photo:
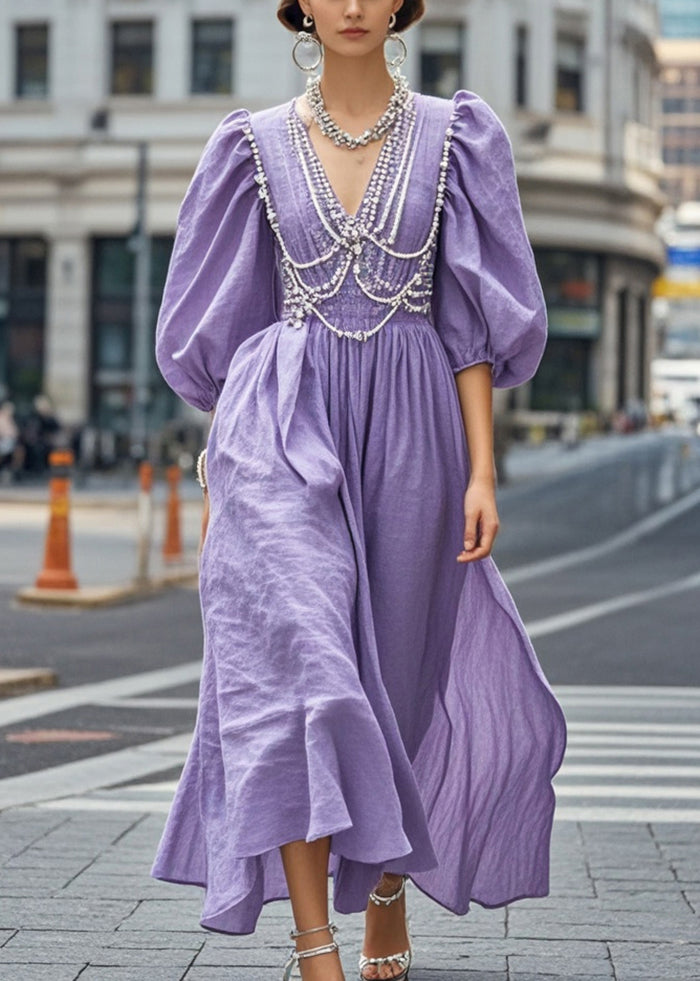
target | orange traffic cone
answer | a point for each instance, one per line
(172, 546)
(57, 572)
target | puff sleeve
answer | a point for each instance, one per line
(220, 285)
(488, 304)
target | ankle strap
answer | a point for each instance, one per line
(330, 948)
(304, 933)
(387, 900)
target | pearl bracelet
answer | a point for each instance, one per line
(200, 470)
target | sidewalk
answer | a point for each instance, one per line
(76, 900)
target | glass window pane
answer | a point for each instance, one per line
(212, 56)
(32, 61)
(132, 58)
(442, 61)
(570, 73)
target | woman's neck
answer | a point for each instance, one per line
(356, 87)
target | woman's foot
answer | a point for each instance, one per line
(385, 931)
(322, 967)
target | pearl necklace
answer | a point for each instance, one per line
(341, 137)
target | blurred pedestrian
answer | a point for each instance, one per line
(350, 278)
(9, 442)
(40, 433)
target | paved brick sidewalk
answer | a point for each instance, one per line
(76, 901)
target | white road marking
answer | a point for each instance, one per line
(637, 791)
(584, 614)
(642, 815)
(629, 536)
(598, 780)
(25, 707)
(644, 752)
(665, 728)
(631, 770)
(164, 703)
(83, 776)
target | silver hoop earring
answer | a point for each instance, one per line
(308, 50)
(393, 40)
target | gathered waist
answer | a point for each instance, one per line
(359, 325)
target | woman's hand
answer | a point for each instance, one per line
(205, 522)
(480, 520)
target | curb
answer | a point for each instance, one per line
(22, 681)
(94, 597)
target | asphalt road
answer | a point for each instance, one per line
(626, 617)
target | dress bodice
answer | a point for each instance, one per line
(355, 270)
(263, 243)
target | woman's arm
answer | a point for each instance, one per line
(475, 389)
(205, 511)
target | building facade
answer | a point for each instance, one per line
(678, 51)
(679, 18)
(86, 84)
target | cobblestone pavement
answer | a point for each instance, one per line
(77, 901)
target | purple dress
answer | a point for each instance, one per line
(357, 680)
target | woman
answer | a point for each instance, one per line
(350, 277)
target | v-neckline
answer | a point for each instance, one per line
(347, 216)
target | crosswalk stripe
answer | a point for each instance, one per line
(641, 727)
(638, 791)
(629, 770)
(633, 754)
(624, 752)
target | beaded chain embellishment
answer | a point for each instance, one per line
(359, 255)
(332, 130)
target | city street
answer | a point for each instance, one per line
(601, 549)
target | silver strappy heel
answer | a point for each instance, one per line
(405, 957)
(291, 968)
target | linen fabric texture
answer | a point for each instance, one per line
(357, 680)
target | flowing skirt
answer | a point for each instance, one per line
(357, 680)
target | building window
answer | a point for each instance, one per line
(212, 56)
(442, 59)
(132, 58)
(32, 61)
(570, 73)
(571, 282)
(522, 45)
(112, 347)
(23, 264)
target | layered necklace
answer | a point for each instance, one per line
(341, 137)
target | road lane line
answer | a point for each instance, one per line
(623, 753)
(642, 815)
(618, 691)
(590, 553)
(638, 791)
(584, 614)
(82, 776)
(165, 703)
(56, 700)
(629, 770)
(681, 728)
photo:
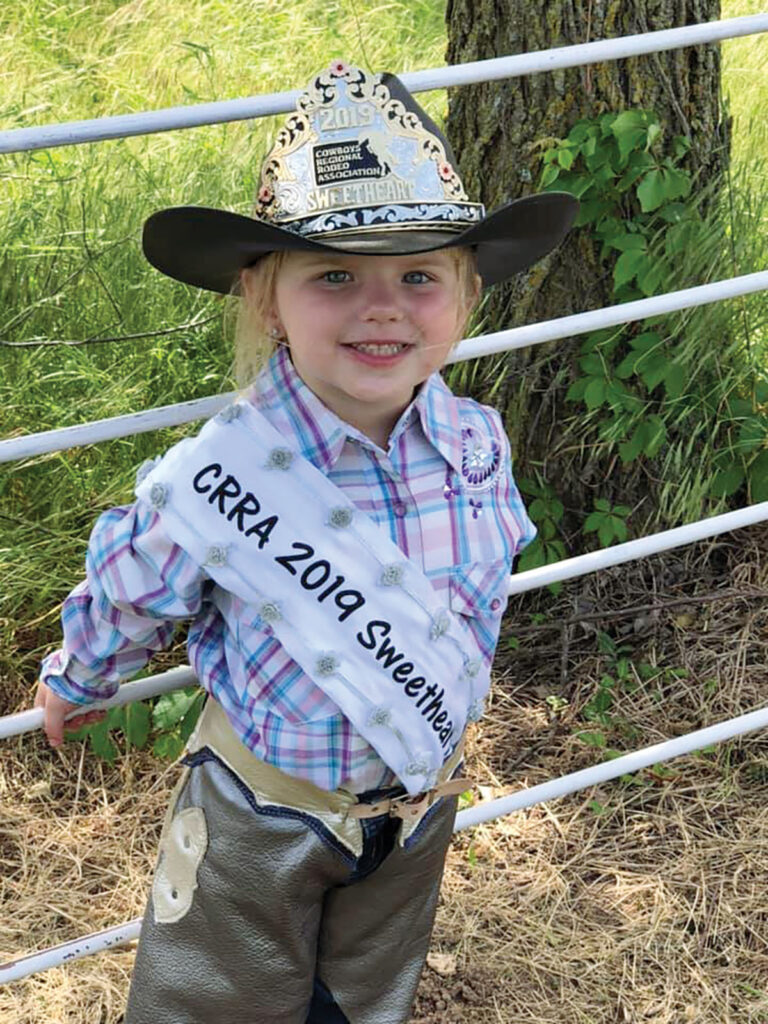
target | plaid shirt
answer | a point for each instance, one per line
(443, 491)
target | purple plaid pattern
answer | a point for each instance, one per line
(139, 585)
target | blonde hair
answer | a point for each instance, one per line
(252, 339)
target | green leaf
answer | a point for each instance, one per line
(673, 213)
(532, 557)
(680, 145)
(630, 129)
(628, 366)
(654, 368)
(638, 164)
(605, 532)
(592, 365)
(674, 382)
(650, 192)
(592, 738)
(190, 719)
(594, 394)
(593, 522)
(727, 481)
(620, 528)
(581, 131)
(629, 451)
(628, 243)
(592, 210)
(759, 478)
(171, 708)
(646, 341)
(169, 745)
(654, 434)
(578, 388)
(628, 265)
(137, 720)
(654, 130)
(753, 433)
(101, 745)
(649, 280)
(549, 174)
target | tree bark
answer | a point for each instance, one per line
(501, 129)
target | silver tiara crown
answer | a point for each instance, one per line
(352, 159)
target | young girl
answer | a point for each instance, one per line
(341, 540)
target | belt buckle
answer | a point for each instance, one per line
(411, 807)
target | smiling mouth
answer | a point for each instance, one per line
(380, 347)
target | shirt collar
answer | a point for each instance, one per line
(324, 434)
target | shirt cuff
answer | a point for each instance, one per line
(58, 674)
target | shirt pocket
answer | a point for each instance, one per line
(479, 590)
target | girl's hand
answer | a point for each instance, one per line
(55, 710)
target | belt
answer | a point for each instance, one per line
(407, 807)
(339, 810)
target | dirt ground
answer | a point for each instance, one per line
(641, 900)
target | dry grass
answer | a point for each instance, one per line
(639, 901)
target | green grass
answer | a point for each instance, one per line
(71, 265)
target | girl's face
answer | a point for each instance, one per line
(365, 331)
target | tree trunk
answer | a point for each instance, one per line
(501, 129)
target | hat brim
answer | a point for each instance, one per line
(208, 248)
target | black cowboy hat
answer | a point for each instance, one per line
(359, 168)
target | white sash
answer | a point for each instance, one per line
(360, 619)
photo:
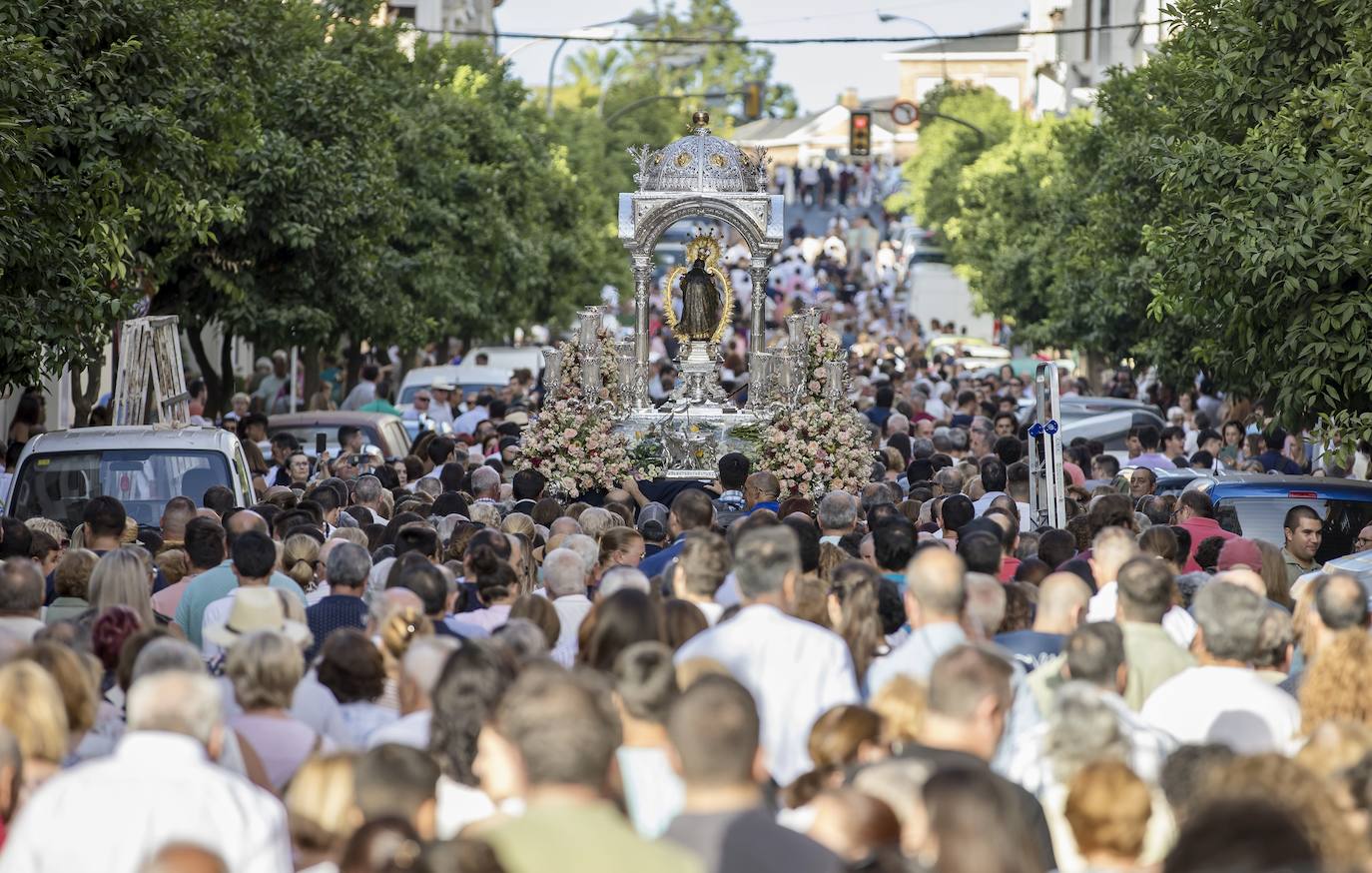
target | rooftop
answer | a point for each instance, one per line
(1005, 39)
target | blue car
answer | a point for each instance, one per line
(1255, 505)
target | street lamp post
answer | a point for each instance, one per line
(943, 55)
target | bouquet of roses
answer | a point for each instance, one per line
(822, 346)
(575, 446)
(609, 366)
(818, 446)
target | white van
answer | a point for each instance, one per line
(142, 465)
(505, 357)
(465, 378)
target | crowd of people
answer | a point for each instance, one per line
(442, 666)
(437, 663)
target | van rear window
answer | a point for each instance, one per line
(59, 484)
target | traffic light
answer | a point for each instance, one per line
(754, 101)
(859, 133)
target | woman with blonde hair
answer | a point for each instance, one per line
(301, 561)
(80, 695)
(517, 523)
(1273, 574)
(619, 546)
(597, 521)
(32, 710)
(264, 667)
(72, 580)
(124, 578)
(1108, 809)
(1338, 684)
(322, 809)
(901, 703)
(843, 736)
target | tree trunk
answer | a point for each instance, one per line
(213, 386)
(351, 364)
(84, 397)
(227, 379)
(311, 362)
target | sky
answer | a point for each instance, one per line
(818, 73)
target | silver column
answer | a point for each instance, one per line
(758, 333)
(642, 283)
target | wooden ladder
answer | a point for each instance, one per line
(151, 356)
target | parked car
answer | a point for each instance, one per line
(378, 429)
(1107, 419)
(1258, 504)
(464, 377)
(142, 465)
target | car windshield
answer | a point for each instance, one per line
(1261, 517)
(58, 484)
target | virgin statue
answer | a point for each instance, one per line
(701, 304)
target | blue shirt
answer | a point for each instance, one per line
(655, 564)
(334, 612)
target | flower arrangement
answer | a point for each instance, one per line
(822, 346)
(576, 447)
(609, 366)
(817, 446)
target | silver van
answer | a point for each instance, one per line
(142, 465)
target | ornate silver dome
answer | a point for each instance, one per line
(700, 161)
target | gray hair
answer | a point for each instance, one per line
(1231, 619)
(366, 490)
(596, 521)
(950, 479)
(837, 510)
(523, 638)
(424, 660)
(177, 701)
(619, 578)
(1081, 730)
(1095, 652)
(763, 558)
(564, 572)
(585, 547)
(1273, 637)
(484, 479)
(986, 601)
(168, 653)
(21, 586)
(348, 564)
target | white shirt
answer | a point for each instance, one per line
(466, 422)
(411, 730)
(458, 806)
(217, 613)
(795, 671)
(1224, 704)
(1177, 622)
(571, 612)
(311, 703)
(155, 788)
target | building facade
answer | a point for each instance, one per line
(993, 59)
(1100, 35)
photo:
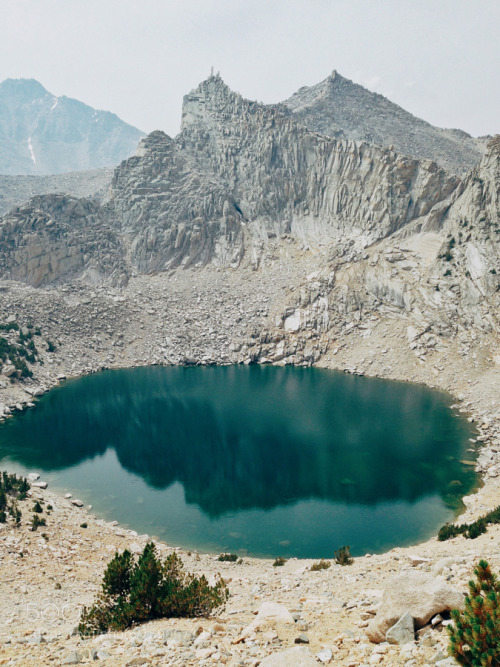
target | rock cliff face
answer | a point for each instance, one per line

========

Above are the entries. Copy exactly the part that opens with the line containing "target | blurred pedestrian" and closes with the line containing "target | silver hoop earring", and no more.

*ANSWER SPACE:*
target | blurred pedestrian
answer | a point for each instance, one per line
(350, 278)
(9, 442)
(40, 433)
target | paved brick sidewalk
answer | a point for each instance, one per line
(76, 901)
target | white road marking
answer | a point for each instance, one per line
(637, 791)
(584, 614)
(642, 815)
(629, 536)
(598, 780)
(25, 707)
(644, 752)
(665, 728)
(631, 770)
(164, 703)
(83, 776)
target | silver hoop earring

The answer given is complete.